### Input
___

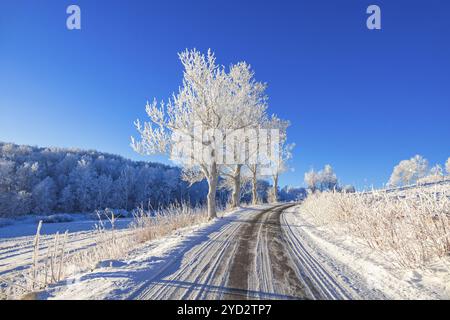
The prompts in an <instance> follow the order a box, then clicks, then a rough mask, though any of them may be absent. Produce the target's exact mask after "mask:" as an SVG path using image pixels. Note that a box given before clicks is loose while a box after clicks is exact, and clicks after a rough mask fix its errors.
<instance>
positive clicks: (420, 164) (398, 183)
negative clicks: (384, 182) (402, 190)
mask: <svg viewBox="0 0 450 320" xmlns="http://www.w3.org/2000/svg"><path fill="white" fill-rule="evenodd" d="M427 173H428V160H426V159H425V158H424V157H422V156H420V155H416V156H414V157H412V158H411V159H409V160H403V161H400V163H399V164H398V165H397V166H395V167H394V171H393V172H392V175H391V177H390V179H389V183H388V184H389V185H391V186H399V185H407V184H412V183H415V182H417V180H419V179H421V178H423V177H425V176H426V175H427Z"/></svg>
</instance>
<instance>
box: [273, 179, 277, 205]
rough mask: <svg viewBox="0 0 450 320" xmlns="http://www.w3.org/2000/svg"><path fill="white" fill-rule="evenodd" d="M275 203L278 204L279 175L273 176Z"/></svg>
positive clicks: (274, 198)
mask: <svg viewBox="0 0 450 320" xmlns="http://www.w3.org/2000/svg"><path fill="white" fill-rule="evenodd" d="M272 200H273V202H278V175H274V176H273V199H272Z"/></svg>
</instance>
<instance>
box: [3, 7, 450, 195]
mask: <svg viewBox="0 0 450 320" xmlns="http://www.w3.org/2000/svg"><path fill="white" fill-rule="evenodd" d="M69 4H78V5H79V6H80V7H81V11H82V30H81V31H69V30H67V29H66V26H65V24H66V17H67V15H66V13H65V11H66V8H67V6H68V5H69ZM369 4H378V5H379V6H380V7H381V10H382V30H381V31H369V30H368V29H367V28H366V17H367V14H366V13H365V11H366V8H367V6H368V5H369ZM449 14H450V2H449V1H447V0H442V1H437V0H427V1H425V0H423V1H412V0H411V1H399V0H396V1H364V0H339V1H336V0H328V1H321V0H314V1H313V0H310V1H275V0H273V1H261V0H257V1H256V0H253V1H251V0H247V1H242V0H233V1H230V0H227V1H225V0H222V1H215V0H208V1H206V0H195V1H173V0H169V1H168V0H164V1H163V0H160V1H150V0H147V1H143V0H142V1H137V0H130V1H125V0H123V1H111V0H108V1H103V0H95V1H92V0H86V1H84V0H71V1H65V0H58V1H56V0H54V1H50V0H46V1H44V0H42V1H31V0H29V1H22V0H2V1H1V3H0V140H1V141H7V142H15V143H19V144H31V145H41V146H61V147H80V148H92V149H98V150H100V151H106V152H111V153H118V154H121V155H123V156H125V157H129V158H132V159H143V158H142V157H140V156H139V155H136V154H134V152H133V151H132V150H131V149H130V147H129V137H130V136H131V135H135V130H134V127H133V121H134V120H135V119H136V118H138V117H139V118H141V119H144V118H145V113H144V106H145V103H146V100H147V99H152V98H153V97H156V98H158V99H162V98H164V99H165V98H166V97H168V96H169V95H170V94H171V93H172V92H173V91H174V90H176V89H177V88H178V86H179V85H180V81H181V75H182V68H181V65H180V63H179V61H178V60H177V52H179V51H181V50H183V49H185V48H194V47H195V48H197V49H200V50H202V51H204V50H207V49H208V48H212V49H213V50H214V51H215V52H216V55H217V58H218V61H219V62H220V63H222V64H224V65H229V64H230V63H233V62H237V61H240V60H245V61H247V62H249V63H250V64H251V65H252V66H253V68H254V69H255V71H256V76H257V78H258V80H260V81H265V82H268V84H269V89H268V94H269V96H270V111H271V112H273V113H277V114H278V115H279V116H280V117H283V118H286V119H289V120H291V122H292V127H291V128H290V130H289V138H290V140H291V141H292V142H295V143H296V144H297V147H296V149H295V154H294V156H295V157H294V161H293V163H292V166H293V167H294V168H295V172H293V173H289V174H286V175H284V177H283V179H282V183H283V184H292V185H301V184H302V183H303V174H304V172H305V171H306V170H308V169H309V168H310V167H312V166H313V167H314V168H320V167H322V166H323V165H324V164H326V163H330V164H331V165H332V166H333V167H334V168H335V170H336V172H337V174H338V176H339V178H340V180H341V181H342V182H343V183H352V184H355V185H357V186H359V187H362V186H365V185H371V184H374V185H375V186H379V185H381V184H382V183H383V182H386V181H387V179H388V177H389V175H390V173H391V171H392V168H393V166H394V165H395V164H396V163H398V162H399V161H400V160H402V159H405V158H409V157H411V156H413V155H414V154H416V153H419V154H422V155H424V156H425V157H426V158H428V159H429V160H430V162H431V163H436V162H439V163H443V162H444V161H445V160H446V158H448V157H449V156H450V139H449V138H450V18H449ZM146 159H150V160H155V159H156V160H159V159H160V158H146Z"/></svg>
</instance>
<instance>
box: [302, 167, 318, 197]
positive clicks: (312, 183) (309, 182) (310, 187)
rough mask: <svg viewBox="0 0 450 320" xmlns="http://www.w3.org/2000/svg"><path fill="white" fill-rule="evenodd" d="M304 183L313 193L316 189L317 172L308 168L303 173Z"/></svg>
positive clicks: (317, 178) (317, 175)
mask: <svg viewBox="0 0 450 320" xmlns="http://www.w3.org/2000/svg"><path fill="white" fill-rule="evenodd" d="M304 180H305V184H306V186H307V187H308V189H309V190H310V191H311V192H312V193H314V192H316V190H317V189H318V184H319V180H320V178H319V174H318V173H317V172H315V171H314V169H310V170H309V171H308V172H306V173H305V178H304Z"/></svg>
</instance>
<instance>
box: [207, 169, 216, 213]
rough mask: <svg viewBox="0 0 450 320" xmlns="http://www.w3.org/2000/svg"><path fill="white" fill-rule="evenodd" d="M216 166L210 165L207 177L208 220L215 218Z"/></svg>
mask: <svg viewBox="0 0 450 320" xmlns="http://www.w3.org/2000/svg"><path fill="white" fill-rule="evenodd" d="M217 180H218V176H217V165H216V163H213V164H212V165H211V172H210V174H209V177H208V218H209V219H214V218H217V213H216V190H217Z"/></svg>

___

### Your instructions
Reproduce exactly the lines above from the line with "positive clicks: (312, 183)" to the line with "183L313 193L316 189L317", including both, and add nothing.

### Worked solution
positive clicks: (312, 183) (309, 182) (310, 187)
rough mask: <svg viewBox="0 0 450 320" xmlns="http://www.w3.org/2000/svg"><path fill="white" fill-rule="evenodd" d="M304 183L313 193L316 189L317 172L308 168L303 173Z"/></svg>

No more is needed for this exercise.